**** Extract to read

US pioneer of video art Bill Viola dead at age of 73
According to Jim Cohan, the owner of Bill Viola's long-time gallery, the 73-year-old New York video artist passed away on Friday. This news was also shared by his production studio on Instagram in a previous post.
- Art
- DPA
- Published Date: 10:03 | 13 July 2024
- Modified Date: 10:03 | 13 July 2024
His production studio had previously published a post about the death on Instagram.
Viola's wife and long-time artistic partner Kira Perov is the director of the studio in Long Beach, California. The post states that Viola died as a result of Alzheimer's disease.
Viola was born on January 25, 1951, in the New York borough of Queens.
He has been regarded as a pioneer of video art since his first experiments in the 1970s. In his works, he focused on cycles of life, death and rebirth.
Viola called his pictures "visual poems." Among others, "Nantes Triptych," a triptych of three video screens showing a woman giving birth, a blurred man floating in the water and his mother on the deathbed of her nursing home, became famous.

********

Problem -
Carry on the news article about Bill Viola's death, picking up after its final sentence about the "Nantes Triptych."

**** Information provided

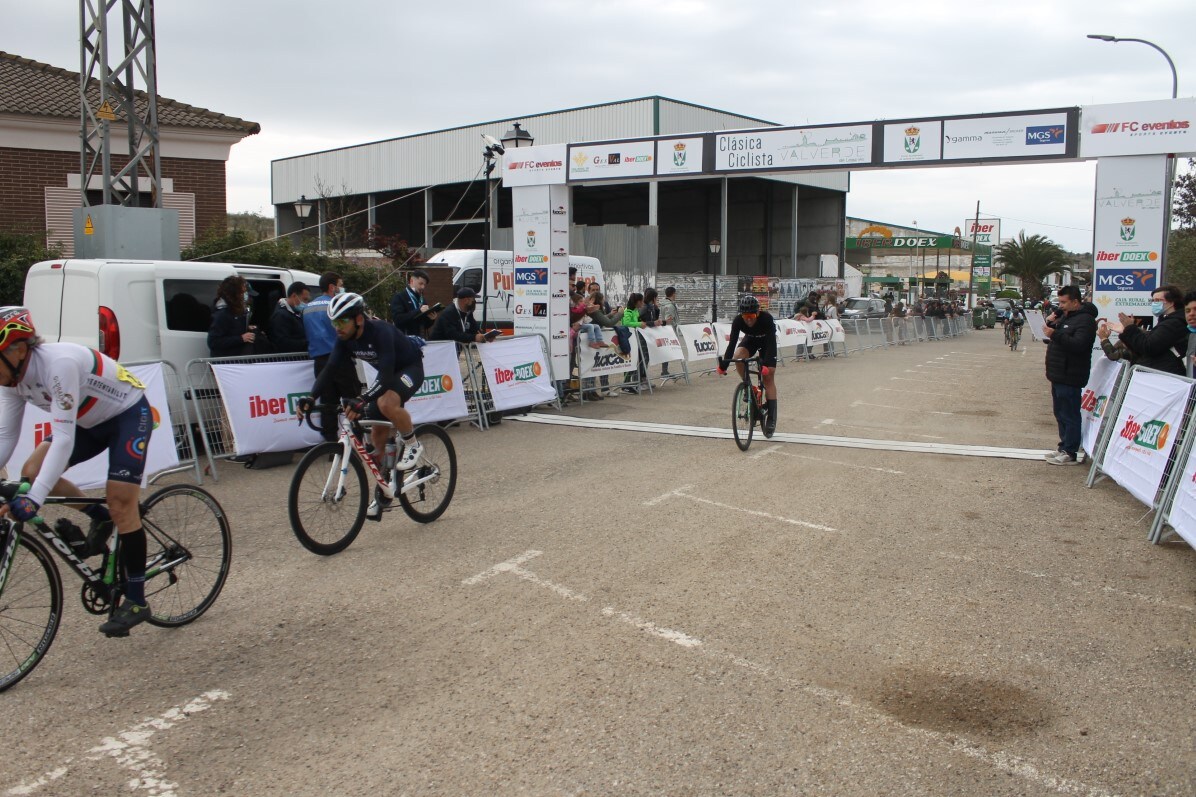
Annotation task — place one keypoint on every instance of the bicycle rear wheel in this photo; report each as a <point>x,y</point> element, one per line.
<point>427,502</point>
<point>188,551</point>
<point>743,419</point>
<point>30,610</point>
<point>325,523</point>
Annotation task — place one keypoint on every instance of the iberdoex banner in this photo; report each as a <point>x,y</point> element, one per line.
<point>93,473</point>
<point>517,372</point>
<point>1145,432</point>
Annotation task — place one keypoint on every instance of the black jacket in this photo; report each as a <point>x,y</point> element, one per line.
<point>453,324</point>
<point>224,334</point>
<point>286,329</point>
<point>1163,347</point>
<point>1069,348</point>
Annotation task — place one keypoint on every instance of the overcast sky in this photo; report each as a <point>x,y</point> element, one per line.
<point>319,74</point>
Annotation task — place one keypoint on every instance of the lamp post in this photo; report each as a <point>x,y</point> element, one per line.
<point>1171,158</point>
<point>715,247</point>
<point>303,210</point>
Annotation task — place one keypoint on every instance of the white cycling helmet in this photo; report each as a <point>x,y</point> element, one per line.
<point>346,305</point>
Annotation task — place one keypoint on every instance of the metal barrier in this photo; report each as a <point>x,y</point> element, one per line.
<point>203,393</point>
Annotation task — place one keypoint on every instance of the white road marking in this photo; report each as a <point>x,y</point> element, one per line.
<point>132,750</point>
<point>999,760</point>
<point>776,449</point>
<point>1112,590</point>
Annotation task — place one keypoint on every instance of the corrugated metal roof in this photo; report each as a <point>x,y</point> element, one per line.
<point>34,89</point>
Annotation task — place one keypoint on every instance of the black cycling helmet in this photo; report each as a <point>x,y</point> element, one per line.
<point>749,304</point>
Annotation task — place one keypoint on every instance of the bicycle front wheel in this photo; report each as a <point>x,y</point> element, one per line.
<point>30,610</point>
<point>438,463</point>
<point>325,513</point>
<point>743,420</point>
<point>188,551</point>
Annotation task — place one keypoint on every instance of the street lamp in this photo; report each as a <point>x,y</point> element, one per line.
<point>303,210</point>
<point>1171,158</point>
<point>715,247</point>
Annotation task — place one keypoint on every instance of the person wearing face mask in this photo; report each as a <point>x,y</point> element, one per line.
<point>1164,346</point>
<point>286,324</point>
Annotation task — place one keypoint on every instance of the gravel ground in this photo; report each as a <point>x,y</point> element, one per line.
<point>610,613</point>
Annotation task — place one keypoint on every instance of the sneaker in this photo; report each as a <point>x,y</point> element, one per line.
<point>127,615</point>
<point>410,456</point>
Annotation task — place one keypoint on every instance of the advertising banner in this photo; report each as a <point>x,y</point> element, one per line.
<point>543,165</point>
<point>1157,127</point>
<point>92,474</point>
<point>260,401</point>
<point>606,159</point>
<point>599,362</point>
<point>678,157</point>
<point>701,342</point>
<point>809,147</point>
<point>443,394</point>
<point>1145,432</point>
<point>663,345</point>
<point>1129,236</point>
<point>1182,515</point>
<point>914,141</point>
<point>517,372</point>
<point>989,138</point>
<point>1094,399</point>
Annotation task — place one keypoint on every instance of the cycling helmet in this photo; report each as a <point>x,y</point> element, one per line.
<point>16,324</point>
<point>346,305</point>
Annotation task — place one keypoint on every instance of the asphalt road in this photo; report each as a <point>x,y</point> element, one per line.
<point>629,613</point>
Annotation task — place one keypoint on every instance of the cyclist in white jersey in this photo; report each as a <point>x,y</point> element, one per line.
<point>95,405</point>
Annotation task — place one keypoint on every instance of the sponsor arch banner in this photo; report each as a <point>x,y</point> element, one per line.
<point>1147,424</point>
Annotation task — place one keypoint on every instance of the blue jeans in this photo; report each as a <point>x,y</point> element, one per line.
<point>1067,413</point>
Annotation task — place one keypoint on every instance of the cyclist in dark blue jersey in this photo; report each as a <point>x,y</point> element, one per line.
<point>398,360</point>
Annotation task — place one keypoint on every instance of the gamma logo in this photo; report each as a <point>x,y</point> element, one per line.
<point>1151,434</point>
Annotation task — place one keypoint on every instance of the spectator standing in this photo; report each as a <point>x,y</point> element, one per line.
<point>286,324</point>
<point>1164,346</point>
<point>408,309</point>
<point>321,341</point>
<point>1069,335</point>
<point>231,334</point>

********
**** Information provided

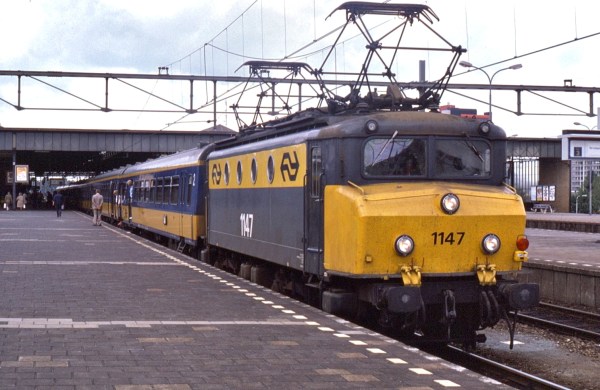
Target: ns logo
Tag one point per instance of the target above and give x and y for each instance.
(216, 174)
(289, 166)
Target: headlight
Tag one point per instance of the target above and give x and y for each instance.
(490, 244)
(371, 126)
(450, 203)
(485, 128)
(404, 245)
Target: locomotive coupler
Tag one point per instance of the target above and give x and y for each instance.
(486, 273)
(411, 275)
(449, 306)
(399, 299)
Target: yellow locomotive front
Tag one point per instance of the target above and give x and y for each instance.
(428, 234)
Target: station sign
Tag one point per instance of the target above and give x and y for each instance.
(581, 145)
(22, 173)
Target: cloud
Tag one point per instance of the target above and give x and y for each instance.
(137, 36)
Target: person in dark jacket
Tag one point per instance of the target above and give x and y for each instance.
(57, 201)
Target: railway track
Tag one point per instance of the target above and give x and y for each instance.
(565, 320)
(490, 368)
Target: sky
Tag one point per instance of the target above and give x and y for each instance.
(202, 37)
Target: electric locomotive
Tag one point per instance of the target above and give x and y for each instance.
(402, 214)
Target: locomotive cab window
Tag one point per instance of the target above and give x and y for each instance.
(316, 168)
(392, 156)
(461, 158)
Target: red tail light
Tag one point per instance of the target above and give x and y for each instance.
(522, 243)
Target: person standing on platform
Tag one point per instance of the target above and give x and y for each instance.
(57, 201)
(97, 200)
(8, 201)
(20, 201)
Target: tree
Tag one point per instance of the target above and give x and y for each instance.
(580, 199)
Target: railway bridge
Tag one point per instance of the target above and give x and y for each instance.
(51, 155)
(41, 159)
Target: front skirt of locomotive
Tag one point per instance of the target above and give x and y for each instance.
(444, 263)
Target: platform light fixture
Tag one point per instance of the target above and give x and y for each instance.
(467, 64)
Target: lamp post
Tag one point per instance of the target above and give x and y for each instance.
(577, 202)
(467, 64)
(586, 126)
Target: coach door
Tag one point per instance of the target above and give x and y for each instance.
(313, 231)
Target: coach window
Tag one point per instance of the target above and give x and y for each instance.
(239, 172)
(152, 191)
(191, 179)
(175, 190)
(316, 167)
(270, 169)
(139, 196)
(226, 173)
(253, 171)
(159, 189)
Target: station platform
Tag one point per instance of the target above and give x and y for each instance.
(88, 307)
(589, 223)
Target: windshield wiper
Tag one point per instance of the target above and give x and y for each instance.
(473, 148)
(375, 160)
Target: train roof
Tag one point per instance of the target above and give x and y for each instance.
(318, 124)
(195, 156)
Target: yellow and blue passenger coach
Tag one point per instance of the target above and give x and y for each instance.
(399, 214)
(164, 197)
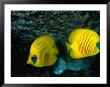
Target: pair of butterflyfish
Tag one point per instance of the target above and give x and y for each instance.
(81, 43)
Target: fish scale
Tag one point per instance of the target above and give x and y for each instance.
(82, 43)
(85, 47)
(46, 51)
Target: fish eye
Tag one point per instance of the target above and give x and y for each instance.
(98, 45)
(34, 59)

********

Exercise output -
In 2016, Viola created the work "Mary" as a permanent installation for St Paul's Cathedral in London, which it describes as being "comprised of vertical video screens, showing different depictions of the life of the Mother of Christ."
International exhibitions of his works have attracted a great deal of attention, including in 2017 in Florence, where he had already worked in the 1970s, and in Hamburg's Deichtorhallen.
The Grand Palais in Paris, the Museum Of Modern Art in New York and the 46th Venice Biennale also showed his work.
Gallery owner Cohan told dpa that he was always impressed by Viola's ability to combine technology with deeply felt poetry.
Viola is survived by his wife and two sons, Blake and Andrei.